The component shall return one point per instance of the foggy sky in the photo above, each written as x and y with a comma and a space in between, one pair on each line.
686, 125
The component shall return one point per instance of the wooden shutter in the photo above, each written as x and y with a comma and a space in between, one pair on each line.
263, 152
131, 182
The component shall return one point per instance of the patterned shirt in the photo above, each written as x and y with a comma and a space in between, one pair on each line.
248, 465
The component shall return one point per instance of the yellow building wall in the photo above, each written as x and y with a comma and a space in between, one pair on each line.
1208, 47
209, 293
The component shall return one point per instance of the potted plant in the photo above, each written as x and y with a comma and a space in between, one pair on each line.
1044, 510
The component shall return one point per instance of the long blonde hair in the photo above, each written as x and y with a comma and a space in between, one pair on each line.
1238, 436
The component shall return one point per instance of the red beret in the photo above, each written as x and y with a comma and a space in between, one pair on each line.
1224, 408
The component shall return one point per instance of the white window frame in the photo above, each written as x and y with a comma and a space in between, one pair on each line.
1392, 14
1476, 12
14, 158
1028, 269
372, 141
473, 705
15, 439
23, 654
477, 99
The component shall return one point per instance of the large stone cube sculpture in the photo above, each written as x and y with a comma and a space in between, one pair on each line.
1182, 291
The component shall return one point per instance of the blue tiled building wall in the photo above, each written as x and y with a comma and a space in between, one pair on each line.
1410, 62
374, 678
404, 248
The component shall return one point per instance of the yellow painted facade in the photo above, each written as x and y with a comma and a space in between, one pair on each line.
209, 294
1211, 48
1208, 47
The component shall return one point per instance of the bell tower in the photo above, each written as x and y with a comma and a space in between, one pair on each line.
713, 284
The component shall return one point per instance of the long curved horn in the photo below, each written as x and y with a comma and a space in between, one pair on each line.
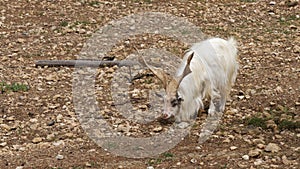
186, 70
162, 76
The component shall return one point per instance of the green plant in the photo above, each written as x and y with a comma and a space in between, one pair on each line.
64, 23
288, 125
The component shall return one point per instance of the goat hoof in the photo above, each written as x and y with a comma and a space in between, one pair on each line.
182, 125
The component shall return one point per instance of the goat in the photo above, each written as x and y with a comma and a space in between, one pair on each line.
209, 68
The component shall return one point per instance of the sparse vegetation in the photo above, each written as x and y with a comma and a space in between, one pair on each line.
14, 87
257, 122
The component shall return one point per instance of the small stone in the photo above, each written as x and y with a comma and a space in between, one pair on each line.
233, 148
254, 153
193, 161
51, 123
227, 140
123, 128
258, 162
60, 142
272, 147
59, 118
157, 129
5, 127
37, 140
245, 157
20, 40
3, 144
10, 118
69, 135
88, 164
50, 137
285, 160
257, 141
261, 146
271, 124
59, 157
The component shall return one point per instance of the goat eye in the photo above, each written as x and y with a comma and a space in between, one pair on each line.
180, 99
174, 103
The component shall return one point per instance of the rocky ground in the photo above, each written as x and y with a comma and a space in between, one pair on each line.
38, 125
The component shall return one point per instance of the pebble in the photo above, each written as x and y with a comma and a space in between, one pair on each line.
157, 129
59, 157
88, 164
261, 146
258, 162
233, 148
51, 123
285, 160
3, 144
245, 157
254, 153
37, 140
272, 147
193, 161
5, 127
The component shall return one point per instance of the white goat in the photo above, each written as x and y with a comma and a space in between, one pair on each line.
209, 68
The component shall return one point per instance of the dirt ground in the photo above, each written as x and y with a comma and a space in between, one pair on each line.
38, 124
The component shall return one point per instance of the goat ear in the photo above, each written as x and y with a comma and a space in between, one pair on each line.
187, 69
162, 76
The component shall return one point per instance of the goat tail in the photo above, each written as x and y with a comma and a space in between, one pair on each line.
234, 45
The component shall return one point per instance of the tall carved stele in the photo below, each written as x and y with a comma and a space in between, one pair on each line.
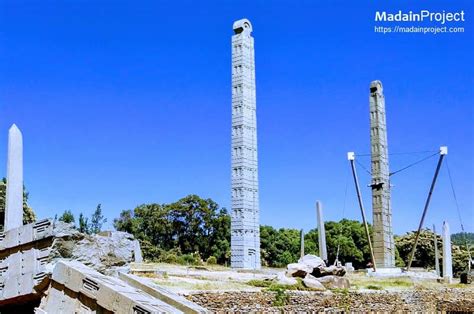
245, 226
384, 247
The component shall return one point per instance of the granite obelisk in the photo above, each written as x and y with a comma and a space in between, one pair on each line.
14, 198
323, 253
384, 244
245, 225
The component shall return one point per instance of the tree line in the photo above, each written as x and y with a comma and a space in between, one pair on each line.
193, 230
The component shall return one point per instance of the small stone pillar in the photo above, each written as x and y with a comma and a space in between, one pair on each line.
323, 253
447, 259
436, 251
14, 197
302, 243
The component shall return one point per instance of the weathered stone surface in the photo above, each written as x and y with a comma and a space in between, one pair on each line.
245, 226
14, 198
335, 282
329, 271
321, 232
298, 270
283, 279
349, 268
311, 261
177, 301
311, 282
421, 301
101, 293
447, 258
384, 244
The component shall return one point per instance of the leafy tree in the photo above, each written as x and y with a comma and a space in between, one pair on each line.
191, 224
84, 224
97, 220
28, 213
425, 252
67, 217
462, 237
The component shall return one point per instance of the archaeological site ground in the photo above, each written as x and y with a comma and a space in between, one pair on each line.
325, 209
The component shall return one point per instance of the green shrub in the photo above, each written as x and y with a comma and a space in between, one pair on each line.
260, 283
170, 258
189, 259
281, 298
374, 287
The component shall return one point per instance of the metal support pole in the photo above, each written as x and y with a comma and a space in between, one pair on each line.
351, 157
443, 151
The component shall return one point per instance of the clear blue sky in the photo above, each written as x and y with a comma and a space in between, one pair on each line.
128, 102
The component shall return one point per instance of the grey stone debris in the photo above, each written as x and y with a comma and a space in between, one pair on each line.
329, 270
447, 258
321, 232
436, 251
298, 270
14, 198
301, 243
335, 282
41, 263
384, 245
283, 279
349, 268
245, 225
312, 282
312, 261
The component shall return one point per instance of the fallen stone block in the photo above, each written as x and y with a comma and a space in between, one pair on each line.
298, 270
312, 261
283, 279
312, 282
334, 282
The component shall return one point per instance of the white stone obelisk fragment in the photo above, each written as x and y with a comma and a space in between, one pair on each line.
14, 197
447, 259
323, 253
302, 243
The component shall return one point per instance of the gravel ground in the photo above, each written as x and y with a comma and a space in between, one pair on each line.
424, 301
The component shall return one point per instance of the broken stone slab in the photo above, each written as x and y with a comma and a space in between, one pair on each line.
99, 293
312, 282
349, 267
311, 261
283, 279
108, 252
334, 282
162, 294
329, 271
298, 270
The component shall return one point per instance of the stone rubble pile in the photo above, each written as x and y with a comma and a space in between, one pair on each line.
314, 274
50, 267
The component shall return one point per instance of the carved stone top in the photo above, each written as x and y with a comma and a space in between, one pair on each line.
242, 26
376, 87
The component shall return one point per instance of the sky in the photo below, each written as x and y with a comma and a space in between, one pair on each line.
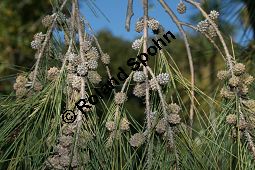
115, 14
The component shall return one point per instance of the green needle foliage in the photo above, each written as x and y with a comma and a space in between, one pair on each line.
183, 127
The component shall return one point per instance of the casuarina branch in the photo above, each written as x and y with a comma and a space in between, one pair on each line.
69, 116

• GIVEN TASK: Starting at the line that contains "The component shall return one point per instance of the fallen" and ending with the last line of the records above, arrange the lines as a JSON list of strings, one string per line, with blank lines left out. Leave the pictures out of the list.

• CORRECT RESPONSE:
[
  "The component shall return one point per instance of the fallen stone block in the photo above, each written as x and y with a comma and a space in between, one pair on each line.",
  "298, 270",
  "312, 261",
  "283, 279",
  "312, 282",
  "334, 282",
  "The component shall return one point per instance of the white stone obelisk fragment in the photo above, each written as x and y with a comma and a space in between, one pair on each line.",
  "14, 197",
  "447, 259",
  "323, 253",
  "302, 243",
  "The component shall return one point per instance of the gravel ground in the photo above, each written as x and y with a comma and a space in between, one pair on each line.",
  "424, 301",
  "The component shall return one point per instance of the broken stone slab in the photo above, each written as x and y with a comma and a space in between, one pair on each line.",
  "99, 293",
  "312, 282",
  "349, 267",
  "311, 261",
  "283, 279",
  "108, 252",
  "334, 282",
  "162, 294",
  "329, 271",
  "298, 270",
  "The component shall return one point per instance of the stone rubble pile in the photo above, each written as x and y with a comma and a space in between, one pair on each line.",
  "314, 274",
  "50, 267",
  "The component shall return one point per instance of the carved stone top in the photo above, each written as x and y with a comma and a space in between, one pair on each line.",
  "242, 26",
  "376, 87",
  "The component shall return one point per instance of the sky in the photo below, each written as x and y with a comma and a space in between, one pair on each line.",
  "115, 14",
  "The component shall return one point per instance of the green needle foliage in the photo above, each written as x and y with a comma and a space in between, one pair on each line.",
  "183, 127",
  "The component shall return one point per instance of the casuarina branch in the photo above, each written as x and y with a comma and a space in between, one pair on each line.",
  "69, 116"
]